→ WHAT TO PRODUCE
Return every line of the data below exactly, but do not include the images.

*** Opening of DATASET RECORDS ***

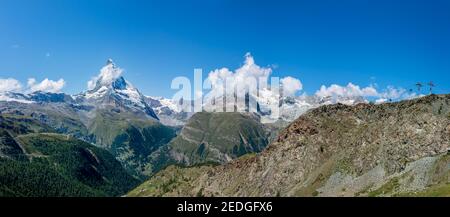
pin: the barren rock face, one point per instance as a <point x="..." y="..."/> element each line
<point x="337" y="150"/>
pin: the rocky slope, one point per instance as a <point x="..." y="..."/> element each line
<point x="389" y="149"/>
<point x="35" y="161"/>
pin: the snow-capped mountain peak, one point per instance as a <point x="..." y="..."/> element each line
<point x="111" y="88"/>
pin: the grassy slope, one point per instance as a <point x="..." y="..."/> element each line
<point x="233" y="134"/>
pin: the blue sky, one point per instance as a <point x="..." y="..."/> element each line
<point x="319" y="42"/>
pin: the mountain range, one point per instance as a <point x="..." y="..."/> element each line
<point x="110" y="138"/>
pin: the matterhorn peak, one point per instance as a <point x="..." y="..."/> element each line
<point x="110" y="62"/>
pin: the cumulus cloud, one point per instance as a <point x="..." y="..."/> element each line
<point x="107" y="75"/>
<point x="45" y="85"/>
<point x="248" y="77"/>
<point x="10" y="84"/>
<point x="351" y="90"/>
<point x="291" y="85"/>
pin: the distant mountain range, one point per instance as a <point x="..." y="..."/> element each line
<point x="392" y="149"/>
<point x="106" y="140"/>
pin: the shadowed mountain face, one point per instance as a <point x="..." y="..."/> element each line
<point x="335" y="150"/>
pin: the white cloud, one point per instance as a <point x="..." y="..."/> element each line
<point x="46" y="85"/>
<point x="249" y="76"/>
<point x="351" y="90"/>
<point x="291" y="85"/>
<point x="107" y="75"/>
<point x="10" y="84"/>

*** Close of DATASET RECORDS ***

→ ANSWER BOX
pin: the barren rock face, one point per instance as a <point x="..." y="..."/> element each line
<point x="337" y="150"/>
pin: the rocky slope, one point per instance as a <point x="..." y="..."/> element each line
<point x="389" y="149"/>
<point x="35" y="161"/>
pin: the snow-capped mountain peak, one point per instance as a <point x="..." y="..."/> element each line
<point x="111" y="88"/>
pin: the grassy slope, one point per instance as a <point x="..." y="..."/> element each line
<point x="233" y="134"/>
pin: the blue sky, one point per instance as a <point x="..." y="..."/> element each line
<point x="319" y="42"/>
pin: the mountain range, one point per instance as a <point x="..." y="..."/> element each line
<point x="110" y="138"/>
pin: the matterhorn peak, one point per instance as a <point x="..." y="..."/> element each line
<point x="110" y="62"/>
pin: the cumulus cloud, one point per instance as a <point x="..." y="..."/> element each line
<point x="107" y="75"/>
<point x="45" y="85"/>
<point x="248" y="77"/>
<point x="10" y="84"/>
<point x="351" y="90"/>
<point x="291" y="85"/>
pin: the distant mountain range, one point per instance as a <point x="..." y="..."/> element each line
<point x="392" y="149"/>
<point x="106" y="140"/>
pin: the shadowed mountain face, one point per instance as a <point x="..." y="..."/> element each line
<point x="335" y="150"/>
pin: the white cloud, one point per instance as a <point x="..." y="..."/> element each line
<point x="46" y="85"/>
<point x="249" y="76"/>
<point x="351" y="90"/>
<point x="291" y="85"/>
<point x="107" y="75"/>
<point x="10" y="84"/>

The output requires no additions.